→ **TASK TO COMPLETE**
Transcribe the records exactly from the line with "Annotation task — pin every instance of the dirt road" to the end, both included.

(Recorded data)
════

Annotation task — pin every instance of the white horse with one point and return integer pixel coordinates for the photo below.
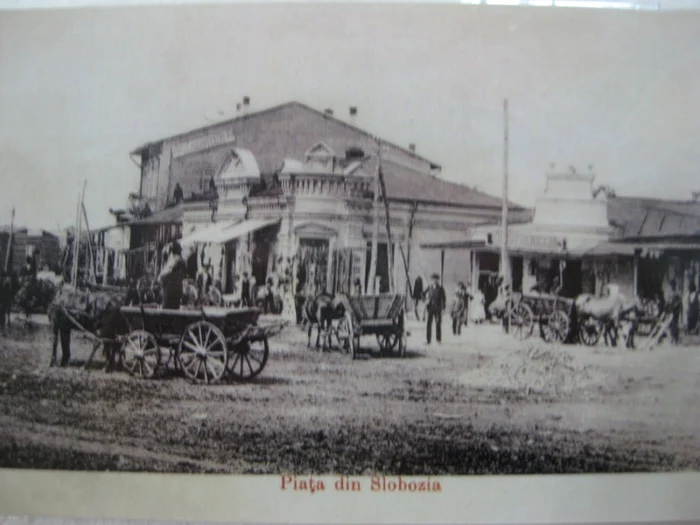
(610, 310)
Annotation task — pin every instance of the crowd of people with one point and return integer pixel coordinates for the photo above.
(430, 303)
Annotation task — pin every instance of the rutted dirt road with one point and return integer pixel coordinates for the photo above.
(479, 403)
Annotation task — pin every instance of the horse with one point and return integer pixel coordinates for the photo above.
(321, 311)
(610, 311)
(96, 311)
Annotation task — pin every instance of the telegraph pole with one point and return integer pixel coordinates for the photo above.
(505, 261)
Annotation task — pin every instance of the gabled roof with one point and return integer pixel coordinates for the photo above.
(293, 104)
(172, 215)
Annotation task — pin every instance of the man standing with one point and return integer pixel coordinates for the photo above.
(245, 290)
(436, 303)
(171, 278)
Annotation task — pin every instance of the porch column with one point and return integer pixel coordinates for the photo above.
(442, 267)
(329, 269)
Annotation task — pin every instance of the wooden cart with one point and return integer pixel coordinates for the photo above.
(204, 344)
(550, 312)
(379, 315)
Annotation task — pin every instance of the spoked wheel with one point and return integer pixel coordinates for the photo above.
(249, 358)
(557, 327)
(387, 342)
(589, 331)
(522, 321)
(202, 352)
(140, 354)
(355, 345)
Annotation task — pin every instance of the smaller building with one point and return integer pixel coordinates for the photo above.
(44, 246)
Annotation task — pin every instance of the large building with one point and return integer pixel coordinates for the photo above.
(44, 246)
(291, 184)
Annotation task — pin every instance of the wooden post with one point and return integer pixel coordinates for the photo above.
(92, 253)
(442, 267)
(505, 261)
(8, 255)
(389, 244)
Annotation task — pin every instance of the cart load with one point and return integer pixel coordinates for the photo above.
(380, 315)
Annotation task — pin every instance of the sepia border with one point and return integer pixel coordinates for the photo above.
(259, 499)
(478, 499)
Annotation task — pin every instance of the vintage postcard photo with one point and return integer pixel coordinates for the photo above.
(353, 247)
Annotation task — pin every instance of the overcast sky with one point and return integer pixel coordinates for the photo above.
(80, 89)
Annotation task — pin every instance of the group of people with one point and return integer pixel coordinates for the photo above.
(466, 306)
(246, 292)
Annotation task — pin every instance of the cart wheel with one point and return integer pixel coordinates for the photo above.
(355, 345)
(402, 345)
(387, 342)
(589, 331)
(343, 334)
(522, 321)
(249, 358)
(558, 326)
(202, 352)
(140, 354)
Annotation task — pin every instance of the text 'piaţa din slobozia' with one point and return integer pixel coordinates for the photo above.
(313, 485)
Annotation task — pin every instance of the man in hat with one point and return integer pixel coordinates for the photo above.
(436, 302)
(171, 277)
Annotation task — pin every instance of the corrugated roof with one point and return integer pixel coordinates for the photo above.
(168, 215)
(406, 184)
(292, 104)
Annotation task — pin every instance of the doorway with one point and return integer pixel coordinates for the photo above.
(572, 278)
(382, 266)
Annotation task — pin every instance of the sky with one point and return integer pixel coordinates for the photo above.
(81, 88)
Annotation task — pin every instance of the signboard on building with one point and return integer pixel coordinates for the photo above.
(530, 242)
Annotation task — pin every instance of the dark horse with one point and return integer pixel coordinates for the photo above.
(96, 311)
(321, 311)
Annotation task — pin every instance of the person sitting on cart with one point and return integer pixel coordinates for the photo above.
(171, 278)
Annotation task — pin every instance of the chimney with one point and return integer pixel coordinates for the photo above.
(353, 115)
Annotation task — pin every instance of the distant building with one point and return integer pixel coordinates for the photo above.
(41, 244)
(294, 183)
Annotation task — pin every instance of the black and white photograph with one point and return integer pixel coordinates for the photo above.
(395, 241)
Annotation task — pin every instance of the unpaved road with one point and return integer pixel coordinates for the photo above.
(481, 403)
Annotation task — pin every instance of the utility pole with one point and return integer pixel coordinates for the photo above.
(505, 261)
(76, 251)
(375, 226)
(8, 255)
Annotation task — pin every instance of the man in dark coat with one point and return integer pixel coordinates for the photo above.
(245, 290)
(436, 304)
(417, 296)
(174, 272)
(674, 308)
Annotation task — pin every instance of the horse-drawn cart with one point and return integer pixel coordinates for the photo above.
(204, 344)
(551, 313)
(379, 315)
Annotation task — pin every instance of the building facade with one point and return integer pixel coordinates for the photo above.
(290, 191)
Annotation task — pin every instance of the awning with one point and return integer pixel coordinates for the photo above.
(605, 248)
(467, 244)
(224, 232)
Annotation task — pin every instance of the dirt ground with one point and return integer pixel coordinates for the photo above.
(479, 403)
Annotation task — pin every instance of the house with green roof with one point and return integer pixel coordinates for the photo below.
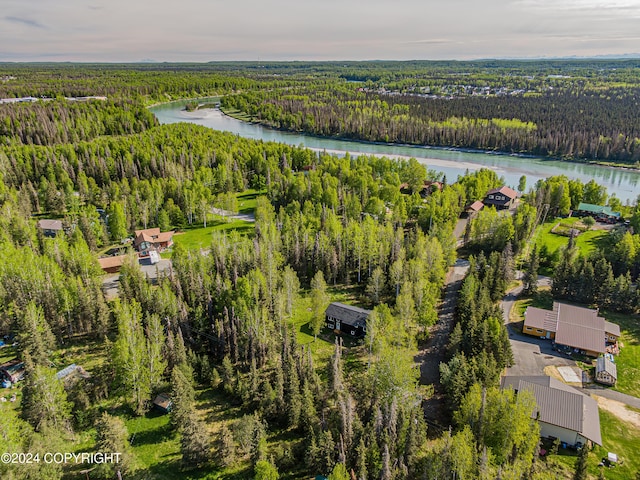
(598, 212)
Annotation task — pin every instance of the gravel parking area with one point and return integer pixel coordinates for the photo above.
(111, 282)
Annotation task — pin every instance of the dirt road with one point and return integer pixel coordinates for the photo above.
(433, 353)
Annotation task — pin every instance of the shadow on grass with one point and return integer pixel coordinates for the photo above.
(329, 336)
(156, 435)
(177, 470)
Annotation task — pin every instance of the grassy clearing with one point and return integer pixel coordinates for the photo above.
(247, 200)
(628, 362)
(155, 444)
(551, 242)
(322, 347)
(87, 353)
(617, 437)
(7, 353)
(200, 238)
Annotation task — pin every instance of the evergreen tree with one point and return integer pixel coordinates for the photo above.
(580, 472)
(117, 222)
(530, 277)
(319, 302)
(112, 436)
(130, 355)
(44, 400)
(195, 443)
(36, 338)
(265, 470)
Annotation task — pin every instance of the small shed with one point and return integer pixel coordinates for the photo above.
(112, 264)
(13, 370)
(163, 403)
(347, 319)
(606, 371)
(50, 228)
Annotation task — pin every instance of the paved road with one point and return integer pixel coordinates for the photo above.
(531, 355)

════

→ **OUTPUT BELOW**
Annotation task — pin every instance of the dirt road with one point and return integer pixel coordinates for the photo above.
(433, 353)
Annotation task — pin every instance of the shadow on grass with one point and return integer pixel coordinates for the photo above.
(329, 336)
(156, 435)
(177, 470)
Annotation task — pin every instance of the grassy clearing with one point and return integer pixel coordinates for the photo above.
(247, 200)
(628, 362)
(155, 444)
(551, 242)
(322, 347)
(87, 353)
(617, 437)
(7, 353)
(200, 238)
Annotation task — pin every instance of the evergreen tree with one point and return integer pixel coordinates for the photo above.
(580, 472)
(117, 222)
(530, 277)
(319, 302)
(112, 436)
(130, 355)
(44, 400)
(195, 443)
(36, 338)
(265, 470)
Annotation task — pin every instance of the small shed with one point and return integer pixel coordinates for the photo above.
(112, 264)
(13, 370)
(163, 403)
(347, 319)
(606, 371)
(50, 228)
Annotation task — pin every instance of the paved road with one point and return integer pixel coordinates for the photo above.
(531, 355)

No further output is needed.